* _Required task_:
Rewrite the lines of the listing below as a JSON list of strings, one string per line and no blank lines. Cover only the lines from the start of the listing up to and including the line with "POLYGON ((135 330, 129".

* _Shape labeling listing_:
···
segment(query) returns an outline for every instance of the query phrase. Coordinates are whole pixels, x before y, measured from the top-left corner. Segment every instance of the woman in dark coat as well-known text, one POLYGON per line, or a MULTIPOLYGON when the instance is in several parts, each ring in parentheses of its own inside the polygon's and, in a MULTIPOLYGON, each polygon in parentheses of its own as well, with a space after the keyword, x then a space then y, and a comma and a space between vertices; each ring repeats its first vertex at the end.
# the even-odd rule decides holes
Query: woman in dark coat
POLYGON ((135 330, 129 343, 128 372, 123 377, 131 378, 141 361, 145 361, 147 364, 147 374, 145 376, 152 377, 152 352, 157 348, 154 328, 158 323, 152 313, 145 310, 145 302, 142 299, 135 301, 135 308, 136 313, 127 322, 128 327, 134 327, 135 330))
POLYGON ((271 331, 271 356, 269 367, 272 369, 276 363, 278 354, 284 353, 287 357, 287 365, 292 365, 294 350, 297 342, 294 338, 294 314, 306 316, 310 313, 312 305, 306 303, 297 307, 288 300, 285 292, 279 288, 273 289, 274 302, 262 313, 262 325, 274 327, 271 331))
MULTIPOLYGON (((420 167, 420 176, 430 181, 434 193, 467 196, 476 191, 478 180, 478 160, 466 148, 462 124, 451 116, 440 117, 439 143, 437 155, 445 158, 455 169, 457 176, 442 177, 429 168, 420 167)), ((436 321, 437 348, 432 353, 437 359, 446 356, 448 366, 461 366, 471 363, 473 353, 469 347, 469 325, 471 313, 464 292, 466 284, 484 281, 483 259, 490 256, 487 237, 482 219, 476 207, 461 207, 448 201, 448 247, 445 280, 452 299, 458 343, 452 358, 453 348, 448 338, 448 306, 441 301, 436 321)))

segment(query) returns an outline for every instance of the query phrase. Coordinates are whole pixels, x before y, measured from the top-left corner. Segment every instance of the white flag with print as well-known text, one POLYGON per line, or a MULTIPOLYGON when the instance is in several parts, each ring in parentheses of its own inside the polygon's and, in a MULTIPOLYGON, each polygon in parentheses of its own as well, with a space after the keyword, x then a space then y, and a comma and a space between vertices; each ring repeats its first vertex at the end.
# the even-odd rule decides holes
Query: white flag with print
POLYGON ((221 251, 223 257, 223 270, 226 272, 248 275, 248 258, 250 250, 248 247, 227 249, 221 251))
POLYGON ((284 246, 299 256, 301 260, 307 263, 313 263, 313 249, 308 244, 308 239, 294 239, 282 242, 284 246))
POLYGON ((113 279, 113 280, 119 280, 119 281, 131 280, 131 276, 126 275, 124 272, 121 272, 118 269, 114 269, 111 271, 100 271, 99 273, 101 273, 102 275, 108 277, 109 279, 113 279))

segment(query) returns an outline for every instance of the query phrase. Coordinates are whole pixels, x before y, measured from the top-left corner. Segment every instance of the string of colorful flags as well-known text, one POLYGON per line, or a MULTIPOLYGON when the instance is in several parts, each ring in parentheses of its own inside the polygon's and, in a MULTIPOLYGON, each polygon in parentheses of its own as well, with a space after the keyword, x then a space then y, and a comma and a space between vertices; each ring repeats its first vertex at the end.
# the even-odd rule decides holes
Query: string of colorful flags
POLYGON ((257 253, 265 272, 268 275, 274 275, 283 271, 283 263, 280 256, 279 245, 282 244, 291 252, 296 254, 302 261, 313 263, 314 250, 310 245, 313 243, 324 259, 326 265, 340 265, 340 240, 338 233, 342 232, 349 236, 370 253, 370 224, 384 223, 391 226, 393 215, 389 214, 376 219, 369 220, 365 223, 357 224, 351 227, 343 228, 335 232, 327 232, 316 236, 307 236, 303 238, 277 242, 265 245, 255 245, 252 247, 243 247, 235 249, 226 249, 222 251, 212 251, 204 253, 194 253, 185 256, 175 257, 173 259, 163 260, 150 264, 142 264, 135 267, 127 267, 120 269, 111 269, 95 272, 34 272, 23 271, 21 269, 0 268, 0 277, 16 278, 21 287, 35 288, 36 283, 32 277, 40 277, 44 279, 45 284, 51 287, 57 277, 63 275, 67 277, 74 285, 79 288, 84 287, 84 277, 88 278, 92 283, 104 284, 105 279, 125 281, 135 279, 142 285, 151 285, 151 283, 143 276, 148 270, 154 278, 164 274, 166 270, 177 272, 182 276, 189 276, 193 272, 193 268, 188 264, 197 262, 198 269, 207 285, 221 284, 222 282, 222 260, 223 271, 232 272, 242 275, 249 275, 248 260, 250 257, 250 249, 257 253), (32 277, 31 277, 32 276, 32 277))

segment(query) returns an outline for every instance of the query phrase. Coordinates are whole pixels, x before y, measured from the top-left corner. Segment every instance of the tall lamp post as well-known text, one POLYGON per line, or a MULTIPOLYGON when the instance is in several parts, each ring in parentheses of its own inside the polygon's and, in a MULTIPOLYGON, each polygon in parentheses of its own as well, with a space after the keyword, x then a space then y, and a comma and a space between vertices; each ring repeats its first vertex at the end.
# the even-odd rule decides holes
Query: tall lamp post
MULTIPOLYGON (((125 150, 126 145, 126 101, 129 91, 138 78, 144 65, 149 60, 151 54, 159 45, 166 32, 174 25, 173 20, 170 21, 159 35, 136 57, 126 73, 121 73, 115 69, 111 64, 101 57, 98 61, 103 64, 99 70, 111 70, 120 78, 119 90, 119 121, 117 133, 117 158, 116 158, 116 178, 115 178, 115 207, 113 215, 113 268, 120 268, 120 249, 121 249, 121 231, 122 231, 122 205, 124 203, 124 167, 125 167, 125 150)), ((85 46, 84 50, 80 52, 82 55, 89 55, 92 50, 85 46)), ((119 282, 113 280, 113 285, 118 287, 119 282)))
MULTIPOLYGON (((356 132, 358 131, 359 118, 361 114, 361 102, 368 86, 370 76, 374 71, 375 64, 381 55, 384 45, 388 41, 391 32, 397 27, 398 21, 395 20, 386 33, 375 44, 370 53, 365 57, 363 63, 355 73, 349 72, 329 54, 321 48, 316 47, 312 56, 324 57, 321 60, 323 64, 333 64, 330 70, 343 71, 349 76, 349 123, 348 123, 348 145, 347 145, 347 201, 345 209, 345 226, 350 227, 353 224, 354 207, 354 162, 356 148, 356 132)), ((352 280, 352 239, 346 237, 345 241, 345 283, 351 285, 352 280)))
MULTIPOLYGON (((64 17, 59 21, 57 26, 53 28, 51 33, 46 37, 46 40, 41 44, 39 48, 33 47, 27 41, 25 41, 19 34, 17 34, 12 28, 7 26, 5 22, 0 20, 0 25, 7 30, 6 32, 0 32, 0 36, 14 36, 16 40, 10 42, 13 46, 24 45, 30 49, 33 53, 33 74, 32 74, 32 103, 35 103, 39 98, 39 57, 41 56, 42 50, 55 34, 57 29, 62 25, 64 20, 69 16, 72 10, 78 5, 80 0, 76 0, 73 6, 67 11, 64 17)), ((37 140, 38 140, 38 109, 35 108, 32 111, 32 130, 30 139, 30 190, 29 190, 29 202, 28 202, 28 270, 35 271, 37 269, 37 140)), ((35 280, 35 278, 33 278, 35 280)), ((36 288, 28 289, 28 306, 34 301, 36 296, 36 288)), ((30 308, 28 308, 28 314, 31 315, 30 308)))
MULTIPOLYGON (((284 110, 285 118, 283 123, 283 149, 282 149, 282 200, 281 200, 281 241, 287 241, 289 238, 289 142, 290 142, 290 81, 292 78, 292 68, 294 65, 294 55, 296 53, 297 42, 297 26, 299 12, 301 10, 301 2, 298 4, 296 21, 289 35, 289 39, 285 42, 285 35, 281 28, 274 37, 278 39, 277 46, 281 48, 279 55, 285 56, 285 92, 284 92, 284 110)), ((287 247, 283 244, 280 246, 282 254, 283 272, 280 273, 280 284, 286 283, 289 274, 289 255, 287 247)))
···
* _Solution to this exercise_:
[
  "segment(query) returns an outline for every instance of the query phrase. Coordinates are whole pixels, x before y, measured from the top-left corner. Segment every instance of the woman in dark coat as well-known text, one POLYGON per line, or a MULTIPOLYGON when the instance is in several parts, each ring in parentheses of its own inside the polygon's and, in a MULTIPOLYGON, each polygon in parentheses of its own as well, with a space after the keyword, x then a space then y, and a comma and a space between vertices; each ring repeats its first vertex at the end.",
  "# the even-odd rule decides holes",
  "Query: woman in dark coat",
  "POLYGON ((135 330, 129 343, 128 372, 123 377, 131 378, 141 361, 145 361, 147 364, 147 374, 145 376, 152 377, 152 352, 157 348, 154 328, 158 323, 152 313, 145 310, 145 302, 142 299, 135 301, 135 308, 136 313, 127 322, 128 327, 134 327, 135 330))"
]